** Start of EXCERPT **
Chickenman35, since you live in the PNW can you give some advice regarding rain tires also? (In case I wanted to cover all bases as about 25% of our events are in rainy conditions). For example, does the Hoosier H2O work at lower temperatures?

The V710 is definitely something to think about. Also, because it is available in a 215/40 16 dimension which would produce a gearing advantage (my second gear is too long and first gear too short). (But this would also mean that I needed to get 16" rims and 215 may not provide the grip-level of a 245 tire).


----------



## Chickenman35 (Jul 28, 2006)

A lot of guys out here run the Toyo R1R at full tread depth as dedicated rain tires. They work incredibly well even in extreme rain. Only thing that out grips them in the wet is a full purpose built " Monsoon " Wet Race tire, but those will be killed as soon as the track drys. And they are $$$$ The Toyo's are very soft and have a high Silica content which enhances grip in the wet while maintaining tread life. They get too greasy in the dry, unless you shave them. V710's are faster in the dry. 

The Toyo R1R's come in some VERY interesting sizes. How about a 245/35-17 that measures only 23.8" tall. These are one of the shortest 245mm wide tires that you will find anywhere. And the 245mm width is conservative. These tires are more like 255+ mm wide. 

$187 USD from Tire Rack and you should be able them direct from Toyo UK or perhaps even Toyo Europe. DOT legal so you can even drive them to the event.

*Toyo Proxes R1R Product Description and Specs*

http://www.tirerack.com/tires/tires.jsp?tireMake=Toyo&tireModel=Proxes+R1R#


----------



## 26B (Nov 17, 2014)

I usually run the Toyo R888. (We are allowed to drive anything in the street tire class as long as the tire is road legal). It is actually not that bad in the rain (maybe 15% less lateral acceleration than in the dry). It is just prone to hydroplaning at speeds above 120 km/h. So, the R1R would probably perform better in this regard. 

However, I don't think the R1R would stand a chance against the rain tire guys. 
I may be about 3% to 5% slower compared to the guys running on race tires in the dry but I'm about 10% slower compared the same guys running on rain race tires in the rain.

I did try the R1R in the dry once (unshaved) and also noticed that the tires got greasy quickly and started to shred (and are also slower than the R888.)

(The reason why I'm contemplating about all this is because I'm running in a championship where all slalom-classes are lumped together and one gets more points if one is running in a big field and the slick guys often times have a bigger field. So in order to collect more points I sometimes need to run with the race slick guys, since this can still produce more points than a win in a small street tire field. But maybe I should simply try to be less competitive, but then again the last shirt has no pockets...)


----------



## Chickenman35 (Jul 28, 2006)

If you're only 3% to 5% behind the slick shod cars on your Toyo 888's, then the V710's should put you on equal footing or very close to it. Mind you, A good set of slicks should still come out on top. I'd be looking into Bias Ply slick tires from Avon or Goodyear as a cost effective solution. The radials are a lot more expensive, which is why I suggest Bias Plies. Nothing at all wrong with a good Bias Ply race tire, which we've discussed earlier in this thread.
** End of EXCERPT **
** Start of MATERIALS PROVIDED **
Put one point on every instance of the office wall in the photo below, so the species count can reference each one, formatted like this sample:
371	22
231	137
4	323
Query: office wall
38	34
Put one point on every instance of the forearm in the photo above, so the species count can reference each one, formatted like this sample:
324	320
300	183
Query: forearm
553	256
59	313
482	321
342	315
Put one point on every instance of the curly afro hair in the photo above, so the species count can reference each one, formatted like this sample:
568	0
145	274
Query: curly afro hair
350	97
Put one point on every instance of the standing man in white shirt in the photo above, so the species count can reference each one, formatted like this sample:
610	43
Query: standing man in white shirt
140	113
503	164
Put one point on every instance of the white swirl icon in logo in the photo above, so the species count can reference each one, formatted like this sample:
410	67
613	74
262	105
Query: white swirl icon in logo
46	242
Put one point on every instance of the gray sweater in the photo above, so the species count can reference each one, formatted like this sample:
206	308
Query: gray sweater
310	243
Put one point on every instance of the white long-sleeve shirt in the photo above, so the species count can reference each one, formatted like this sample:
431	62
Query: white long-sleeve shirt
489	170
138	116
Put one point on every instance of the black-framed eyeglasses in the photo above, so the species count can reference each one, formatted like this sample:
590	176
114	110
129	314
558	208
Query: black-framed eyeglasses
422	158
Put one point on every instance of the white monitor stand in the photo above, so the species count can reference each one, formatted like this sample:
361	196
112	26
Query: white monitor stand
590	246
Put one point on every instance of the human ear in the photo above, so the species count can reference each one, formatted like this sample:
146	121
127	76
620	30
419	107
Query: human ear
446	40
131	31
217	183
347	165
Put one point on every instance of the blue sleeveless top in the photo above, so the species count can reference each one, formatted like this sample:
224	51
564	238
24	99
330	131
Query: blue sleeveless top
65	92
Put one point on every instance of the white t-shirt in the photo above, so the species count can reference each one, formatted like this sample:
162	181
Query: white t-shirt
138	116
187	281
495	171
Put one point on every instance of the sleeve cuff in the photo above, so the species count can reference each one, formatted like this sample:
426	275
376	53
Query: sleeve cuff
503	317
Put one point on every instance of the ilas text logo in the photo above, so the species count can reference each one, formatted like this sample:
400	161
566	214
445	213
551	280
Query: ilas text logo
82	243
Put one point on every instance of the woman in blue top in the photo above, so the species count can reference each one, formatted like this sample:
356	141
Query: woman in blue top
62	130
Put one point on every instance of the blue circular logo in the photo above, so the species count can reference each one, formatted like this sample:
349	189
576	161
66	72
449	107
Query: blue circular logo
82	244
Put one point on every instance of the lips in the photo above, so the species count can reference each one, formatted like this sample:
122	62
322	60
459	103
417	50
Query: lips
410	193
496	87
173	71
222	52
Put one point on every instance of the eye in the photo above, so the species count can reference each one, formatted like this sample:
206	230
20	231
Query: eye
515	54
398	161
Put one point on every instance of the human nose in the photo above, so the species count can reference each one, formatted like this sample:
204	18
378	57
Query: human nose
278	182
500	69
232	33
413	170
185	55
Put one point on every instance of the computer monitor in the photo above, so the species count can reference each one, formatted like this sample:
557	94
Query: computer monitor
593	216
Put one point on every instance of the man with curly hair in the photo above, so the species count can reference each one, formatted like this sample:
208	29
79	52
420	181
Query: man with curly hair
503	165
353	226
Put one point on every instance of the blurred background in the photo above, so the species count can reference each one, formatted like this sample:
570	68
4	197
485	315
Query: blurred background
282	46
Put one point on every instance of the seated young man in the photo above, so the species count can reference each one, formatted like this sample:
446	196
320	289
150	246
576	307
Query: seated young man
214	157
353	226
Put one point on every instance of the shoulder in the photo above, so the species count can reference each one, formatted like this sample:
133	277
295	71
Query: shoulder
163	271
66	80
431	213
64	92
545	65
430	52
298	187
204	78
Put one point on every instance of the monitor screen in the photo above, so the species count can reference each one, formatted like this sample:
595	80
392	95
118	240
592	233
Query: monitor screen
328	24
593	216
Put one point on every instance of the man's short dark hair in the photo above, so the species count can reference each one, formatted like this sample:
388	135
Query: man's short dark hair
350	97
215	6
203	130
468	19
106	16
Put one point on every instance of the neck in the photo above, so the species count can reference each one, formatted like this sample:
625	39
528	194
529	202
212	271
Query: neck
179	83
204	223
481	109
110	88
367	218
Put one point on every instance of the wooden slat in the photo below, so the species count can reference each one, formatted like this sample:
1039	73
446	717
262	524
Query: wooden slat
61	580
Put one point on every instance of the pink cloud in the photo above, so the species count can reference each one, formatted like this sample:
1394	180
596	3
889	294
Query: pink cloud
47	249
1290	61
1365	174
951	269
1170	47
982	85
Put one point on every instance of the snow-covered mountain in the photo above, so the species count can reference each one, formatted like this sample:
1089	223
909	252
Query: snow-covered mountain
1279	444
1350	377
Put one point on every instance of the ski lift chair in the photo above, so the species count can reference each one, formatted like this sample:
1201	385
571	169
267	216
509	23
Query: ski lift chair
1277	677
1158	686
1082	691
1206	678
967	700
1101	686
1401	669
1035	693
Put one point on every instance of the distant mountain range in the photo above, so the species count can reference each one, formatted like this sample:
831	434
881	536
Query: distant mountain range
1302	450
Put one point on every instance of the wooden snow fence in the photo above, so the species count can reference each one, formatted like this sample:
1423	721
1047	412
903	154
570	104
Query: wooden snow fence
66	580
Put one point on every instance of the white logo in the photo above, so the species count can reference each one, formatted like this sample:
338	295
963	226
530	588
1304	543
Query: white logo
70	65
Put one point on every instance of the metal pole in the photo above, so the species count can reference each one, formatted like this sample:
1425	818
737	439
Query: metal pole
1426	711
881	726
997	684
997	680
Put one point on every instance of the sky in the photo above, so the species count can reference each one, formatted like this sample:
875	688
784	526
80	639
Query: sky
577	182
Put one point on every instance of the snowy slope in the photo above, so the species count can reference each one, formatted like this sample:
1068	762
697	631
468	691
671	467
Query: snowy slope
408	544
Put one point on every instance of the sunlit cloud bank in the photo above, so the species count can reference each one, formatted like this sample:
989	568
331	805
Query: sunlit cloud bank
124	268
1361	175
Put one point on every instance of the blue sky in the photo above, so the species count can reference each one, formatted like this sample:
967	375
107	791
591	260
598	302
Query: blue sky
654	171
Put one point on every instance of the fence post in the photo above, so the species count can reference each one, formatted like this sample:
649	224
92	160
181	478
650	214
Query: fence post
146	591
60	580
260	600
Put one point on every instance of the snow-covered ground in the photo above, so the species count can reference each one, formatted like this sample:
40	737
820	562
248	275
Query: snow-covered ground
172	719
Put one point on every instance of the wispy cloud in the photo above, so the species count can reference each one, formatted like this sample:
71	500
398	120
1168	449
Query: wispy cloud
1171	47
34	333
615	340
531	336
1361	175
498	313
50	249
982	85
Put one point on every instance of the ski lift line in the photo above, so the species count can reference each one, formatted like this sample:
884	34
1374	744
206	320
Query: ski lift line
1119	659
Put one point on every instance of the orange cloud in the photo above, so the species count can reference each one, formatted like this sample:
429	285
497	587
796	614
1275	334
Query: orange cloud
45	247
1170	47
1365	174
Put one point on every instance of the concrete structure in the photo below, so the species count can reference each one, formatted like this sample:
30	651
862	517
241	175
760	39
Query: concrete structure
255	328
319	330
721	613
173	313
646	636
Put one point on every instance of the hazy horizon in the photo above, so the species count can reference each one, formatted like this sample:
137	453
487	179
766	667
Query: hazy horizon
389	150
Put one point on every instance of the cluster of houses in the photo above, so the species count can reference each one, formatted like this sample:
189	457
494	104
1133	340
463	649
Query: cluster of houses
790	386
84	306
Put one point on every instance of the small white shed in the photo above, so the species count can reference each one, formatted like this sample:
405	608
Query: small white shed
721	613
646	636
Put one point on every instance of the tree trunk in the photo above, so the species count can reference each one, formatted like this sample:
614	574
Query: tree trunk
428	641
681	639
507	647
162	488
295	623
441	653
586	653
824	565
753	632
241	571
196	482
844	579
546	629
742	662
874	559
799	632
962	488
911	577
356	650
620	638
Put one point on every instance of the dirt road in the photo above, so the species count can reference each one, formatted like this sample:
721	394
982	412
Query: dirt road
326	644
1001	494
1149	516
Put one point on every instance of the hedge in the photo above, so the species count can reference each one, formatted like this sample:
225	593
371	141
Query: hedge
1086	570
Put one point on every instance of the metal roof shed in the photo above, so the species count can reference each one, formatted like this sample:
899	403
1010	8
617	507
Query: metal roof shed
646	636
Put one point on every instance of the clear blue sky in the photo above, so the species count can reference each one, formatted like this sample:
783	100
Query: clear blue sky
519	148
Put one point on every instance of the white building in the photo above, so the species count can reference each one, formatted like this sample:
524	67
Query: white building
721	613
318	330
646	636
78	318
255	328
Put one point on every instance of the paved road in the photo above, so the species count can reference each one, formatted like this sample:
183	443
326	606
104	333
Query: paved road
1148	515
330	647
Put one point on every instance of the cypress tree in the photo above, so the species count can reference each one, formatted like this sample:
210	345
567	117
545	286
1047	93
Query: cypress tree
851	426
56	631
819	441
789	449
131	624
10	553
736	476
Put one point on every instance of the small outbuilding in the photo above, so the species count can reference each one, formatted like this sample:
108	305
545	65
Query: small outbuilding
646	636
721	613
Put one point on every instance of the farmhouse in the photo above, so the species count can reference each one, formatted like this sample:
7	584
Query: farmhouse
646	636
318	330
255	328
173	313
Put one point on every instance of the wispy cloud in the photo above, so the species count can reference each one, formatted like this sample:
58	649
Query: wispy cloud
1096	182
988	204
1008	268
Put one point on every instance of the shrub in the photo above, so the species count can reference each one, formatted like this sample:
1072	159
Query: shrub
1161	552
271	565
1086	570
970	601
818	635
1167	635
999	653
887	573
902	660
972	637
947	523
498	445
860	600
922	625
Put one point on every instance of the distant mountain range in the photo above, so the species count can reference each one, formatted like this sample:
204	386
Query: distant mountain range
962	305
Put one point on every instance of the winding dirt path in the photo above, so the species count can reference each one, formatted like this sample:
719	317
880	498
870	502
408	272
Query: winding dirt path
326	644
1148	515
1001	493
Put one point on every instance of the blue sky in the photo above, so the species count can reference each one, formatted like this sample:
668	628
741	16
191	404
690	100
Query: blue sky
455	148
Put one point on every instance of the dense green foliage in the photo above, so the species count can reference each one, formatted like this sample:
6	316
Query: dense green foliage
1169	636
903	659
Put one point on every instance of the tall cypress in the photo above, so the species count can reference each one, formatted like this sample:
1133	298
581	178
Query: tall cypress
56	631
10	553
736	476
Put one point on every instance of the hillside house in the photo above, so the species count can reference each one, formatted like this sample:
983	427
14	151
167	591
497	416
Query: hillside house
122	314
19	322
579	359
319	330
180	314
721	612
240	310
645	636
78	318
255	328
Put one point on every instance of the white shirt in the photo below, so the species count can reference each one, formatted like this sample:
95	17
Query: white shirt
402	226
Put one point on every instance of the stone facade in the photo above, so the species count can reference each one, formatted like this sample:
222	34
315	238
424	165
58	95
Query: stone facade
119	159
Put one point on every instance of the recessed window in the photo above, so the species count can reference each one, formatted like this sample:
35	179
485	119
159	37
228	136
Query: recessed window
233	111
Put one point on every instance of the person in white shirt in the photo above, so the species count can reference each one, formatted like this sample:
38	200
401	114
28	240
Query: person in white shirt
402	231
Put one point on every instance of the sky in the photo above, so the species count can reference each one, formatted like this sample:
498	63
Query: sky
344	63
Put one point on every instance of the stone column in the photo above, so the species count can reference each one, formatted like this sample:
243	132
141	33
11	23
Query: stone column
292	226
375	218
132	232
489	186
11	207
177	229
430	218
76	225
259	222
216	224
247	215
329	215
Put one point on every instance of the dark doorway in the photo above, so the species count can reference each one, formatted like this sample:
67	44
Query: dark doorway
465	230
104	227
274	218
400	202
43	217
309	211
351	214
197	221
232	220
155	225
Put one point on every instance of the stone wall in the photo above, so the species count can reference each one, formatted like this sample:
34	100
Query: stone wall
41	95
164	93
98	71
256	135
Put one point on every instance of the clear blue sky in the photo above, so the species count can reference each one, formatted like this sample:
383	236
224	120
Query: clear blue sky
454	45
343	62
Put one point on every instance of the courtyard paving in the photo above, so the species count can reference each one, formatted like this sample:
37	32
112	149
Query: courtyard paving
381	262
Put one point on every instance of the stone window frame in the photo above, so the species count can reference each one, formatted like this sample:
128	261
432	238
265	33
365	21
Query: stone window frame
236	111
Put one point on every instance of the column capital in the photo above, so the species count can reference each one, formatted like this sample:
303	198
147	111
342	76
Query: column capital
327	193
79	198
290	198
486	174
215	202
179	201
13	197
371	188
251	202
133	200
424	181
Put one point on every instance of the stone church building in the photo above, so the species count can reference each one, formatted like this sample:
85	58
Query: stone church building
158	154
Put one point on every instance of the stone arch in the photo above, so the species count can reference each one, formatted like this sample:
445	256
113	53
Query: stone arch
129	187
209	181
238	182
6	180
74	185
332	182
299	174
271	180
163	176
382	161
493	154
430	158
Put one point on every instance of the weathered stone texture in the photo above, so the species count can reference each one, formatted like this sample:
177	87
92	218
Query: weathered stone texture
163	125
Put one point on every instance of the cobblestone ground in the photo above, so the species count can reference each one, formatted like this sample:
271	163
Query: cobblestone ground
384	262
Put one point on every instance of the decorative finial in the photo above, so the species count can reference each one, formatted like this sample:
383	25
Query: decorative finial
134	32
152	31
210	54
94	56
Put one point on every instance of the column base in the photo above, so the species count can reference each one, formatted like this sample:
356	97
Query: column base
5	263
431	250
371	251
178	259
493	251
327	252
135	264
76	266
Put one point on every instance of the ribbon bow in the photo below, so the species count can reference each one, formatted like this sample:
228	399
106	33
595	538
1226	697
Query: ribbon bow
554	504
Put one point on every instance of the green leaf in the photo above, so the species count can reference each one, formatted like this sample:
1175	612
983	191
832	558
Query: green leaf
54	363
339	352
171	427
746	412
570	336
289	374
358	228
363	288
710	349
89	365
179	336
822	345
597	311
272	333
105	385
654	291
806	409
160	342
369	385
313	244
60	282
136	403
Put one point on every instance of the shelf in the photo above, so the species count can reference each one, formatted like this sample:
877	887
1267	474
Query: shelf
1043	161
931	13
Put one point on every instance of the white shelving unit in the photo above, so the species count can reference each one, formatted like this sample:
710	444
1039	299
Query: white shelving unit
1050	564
** End of MATERIALS PROVIDED **
• [TO-DO LIST]:
1. Answer these questions from the tire thread:
(a) Which Toyo R1R size does the thread describe as measuring only 23.8" tall?
(b) Above what speed is the Toyo R888 described as prone to hydroplaning?
(c) Which two makers are named as sources of bias ply slick tires?
2. Copy the pointing records from the line holding "Put one point on every instance of the column base" through the last line of the records, inclusive.

• [TASK-BY-TASK RESULTS]:
1.
(a) 245/35-17
(b) 120 km/h
(c) Avon and Goodyear

2.
Put one point on every instance of the column base in the photo above, so the species count can reference each one, formatted like this sample:
356	97
Query: column base
5	263
431	250
371	251
178	259
493	251
327	252
135	264
76	266
Put one point on every instance of the ribbon bow in the photo below, so the species count can reference each one, formatted like this sample:
228	399
106	33
595	538
1226	697
Query: ribbon bow
554	504
Put one point on every instance of the green leaf in the photo above, so the species count can reference each one, formatted like this sample:
1175	612
983	191
832	558
Query: green leaf
54	363
339	352
171	427
746	412
570	336
289	374
358	228
363	288
710	349
89	365
179	336
822	345
597	311
272	333
105	385
654	291
806	409
160	342
369	385
313	244
60	282
136	403
Put one point on every instance of the shelf in the photo above, so the species count can reference each one, formatted like this sample:
877	887
1267	474
Query: shelf
1043	161
931	13
Put one point on every instance of the white shelving unit in the photo above, so the species count can reference each one, formatted like this sample:
710	444
1039	299
Query: white shelving unit
1050	564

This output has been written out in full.